What you need to do: Retype exactly the lines from the one holding "Can you see the hand" through the final line of the data, both included.

────────────────────

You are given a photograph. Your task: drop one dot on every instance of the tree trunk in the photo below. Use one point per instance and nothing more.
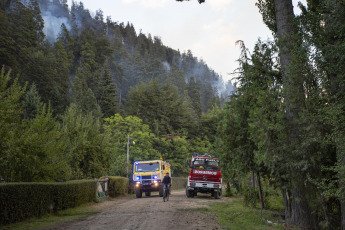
(297, 211)
(262, 204)
(253, 180)
(287, 204)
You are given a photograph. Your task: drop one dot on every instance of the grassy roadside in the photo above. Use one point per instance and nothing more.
(62, 216)
(233, 215)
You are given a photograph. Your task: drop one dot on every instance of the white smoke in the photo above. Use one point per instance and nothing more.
(52, 25)
(166, 66)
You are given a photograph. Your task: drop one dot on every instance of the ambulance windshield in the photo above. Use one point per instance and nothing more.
(206, 164)
(146, 167)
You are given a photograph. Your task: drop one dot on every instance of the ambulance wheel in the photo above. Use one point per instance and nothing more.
(189, 193)
(217, 194)
(138, 193)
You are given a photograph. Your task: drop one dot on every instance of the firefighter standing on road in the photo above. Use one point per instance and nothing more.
(167, 182)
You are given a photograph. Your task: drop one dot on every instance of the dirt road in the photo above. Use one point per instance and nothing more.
(179, 212)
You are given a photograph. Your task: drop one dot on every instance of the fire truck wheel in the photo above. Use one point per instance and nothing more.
(138, 193)
(161, 191)
(217, 195)
(189, 193)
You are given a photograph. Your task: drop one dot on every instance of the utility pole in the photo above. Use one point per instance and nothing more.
(127, 153)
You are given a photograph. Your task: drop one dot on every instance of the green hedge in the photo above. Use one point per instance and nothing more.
(178, 182)
(118, 186)
(19, 201)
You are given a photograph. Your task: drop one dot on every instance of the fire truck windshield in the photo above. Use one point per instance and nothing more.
(145, 167)
(207, 164)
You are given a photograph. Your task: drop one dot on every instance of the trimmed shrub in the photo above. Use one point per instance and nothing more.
(118, 186)
(178, 182)
(19, 201)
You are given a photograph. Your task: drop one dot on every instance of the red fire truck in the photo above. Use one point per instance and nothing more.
(205, 176)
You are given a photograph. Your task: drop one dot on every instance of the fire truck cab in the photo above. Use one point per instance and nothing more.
(148, 176)
(205, 176)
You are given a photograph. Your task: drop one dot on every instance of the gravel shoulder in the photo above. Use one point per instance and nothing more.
(130, 212)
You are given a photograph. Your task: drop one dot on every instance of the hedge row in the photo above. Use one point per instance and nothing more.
(178, 182)
(19, 201)
(118, 186)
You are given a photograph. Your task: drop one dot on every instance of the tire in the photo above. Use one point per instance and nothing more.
(217, 194)
(161, 190)
(138, 193)
(189, 193)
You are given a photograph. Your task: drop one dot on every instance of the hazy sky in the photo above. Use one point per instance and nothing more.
(209, 30)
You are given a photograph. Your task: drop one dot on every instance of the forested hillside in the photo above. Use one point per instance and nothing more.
(74, 85)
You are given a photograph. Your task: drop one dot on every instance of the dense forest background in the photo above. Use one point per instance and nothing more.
(75, 85)
(69, 98)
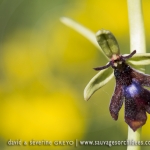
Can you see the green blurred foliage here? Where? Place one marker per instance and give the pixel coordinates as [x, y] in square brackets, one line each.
[44, 67]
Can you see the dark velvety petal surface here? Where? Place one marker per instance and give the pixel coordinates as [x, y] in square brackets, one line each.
[136, 105]
[116, 101]
[135, 116]
[143, 79]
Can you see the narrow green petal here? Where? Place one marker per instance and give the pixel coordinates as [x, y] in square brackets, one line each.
[88, 34]
[107, 42]
[140, 59]
[99, 80]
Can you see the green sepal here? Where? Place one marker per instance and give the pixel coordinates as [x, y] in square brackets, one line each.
[107, 42]
[99, 80]
[139, 59]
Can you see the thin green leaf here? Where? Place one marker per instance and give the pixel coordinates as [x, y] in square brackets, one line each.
[99, 80]
[88, 34]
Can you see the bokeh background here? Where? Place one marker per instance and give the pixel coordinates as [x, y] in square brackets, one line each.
[45, 66]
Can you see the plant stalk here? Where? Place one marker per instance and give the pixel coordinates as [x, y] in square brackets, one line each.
[137, 42]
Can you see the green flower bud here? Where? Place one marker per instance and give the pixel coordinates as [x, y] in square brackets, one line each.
[107, 42]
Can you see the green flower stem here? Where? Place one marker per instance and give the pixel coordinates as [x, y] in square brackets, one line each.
[137, 42]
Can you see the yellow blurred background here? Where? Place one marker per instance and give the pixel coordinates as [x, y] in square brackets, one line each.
[45, 66]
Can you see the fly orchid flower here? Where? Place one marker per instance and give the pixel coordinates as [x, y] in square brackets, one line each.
[129, 82]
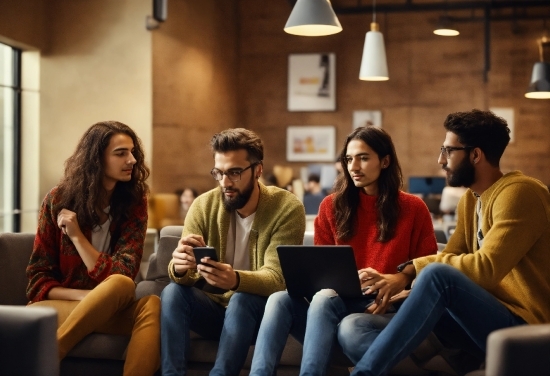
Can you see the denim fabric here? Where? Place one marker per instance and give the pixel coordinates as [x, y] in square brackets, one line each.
[313, 324]
[185, 308]
[242, 322]
[439, 288]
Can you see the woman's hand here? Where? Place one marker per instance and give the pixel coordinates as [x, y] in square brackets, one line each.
[68, 223]
[388, 286]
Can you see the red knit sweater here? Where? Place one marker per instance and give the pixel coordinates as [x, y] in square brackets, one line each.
[55, 261]
[414, 236]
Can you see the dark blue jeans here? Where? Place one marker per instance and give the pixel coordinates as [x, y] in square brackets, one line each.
[313, 324]
[185, 308]
[438, 289]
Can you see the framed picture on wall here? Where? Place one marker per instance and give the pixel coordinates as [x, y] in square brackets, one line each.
[312, 82]
[310, 143]
[367, 117]
[507, 113]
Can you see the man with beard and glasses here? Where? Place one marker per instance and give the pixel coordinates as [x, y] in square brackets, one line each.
[244, 221]
[492, 274]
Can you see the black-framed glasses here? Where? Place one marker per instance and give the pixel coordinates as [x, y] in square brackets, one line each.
[446, 150]
[233, 174]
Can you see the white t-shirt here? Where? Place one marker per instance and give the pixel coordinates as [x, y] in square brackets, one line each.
[101, 236]
[238, 255]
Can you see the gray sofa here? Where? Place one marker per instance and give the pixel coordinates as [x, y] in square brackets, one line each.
[102, 354]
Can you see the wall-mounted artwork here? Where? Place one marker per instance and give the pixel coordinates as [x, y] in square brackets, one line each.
[507, 113]
[310, 143]
[367, 117]
[312, 82]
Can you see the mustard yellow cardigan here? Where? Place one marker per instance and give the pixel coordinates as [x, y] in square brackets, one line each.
[514, 262]
[279, 220]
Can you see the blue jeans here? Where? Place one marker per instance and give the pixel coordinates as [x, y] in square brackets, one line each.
[312, 324]
[439, 288]
[185, 308]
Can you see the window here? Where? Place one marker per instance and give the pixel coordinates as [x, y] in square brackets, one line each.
[10, 114]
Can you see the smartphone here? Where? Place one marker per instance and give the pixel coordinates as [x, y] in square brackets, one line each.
[201, 252]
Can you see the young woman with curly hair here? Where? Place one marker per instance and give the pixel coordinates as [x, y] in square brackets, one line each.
[89, 243]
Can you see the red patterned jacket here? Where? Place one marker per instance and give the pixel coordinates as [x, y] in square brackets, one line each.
[55, 261]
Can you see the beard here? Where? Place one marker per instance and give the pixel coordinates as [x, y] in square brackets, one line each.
[240, 200]
[463, 175]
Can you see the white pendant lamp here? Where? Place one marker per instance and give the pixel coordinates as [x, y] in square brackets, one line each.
[445, 27]
[539, 88]
[312, 18]
[373, 64]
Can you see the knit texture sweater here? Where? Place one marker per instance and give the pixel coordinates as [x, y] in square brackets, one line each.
[279, 220]
[414, 235]
[514, 262]
[55, 262]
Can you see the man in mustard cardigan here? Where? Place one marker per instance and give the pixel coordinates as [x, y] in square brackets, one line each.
[492, 274]
[244, 221]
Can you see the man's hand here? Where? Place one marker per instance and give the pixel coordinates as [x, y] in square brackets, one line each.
[218, 274]
[183, 257]
[389, 287]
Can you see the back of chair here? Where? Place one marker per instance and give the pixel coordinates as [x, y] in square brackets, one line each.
[28, 341]
[519, 351]
[15, 251]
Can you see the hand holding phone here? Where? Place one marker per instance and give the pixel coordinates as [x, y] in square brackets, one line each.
[201, 252]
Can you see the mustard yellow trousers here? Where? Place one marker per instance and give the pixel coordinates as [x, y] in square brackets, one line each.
[111, 308]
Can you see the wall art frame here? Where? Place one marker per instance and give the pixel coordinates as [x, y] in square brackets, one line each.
[312, 82]
[311, 143]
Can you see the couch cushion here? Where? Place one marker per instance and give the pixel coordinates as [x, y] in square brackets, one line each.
[15, 252]
[158, 263]
[101, 346]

────────────────────

Output:
Can you see the hand holding phone here? Where? Place one marker per instance and give the pixel coordinates as [x, y] in square brackets, one line each.
[201, 252]
Can you see the mustard yellow trousers here? Where? Place one marker per instance and give the pixel coordinates as [x, y] in square brackets, one line each.
[111, 308]
Can you see the wall art frame here? Where? Place one marker per instance and give the pixel coordinates as [x, y] in square brackets, one line each.
[312, 82]
[311, 143]
Can you see the couch cushion here? Where? Place one marker per instance and give the pixel coordinates as [x, y] in square brackets, one line each.
[15, 252]
[158, 263]
[101, 346]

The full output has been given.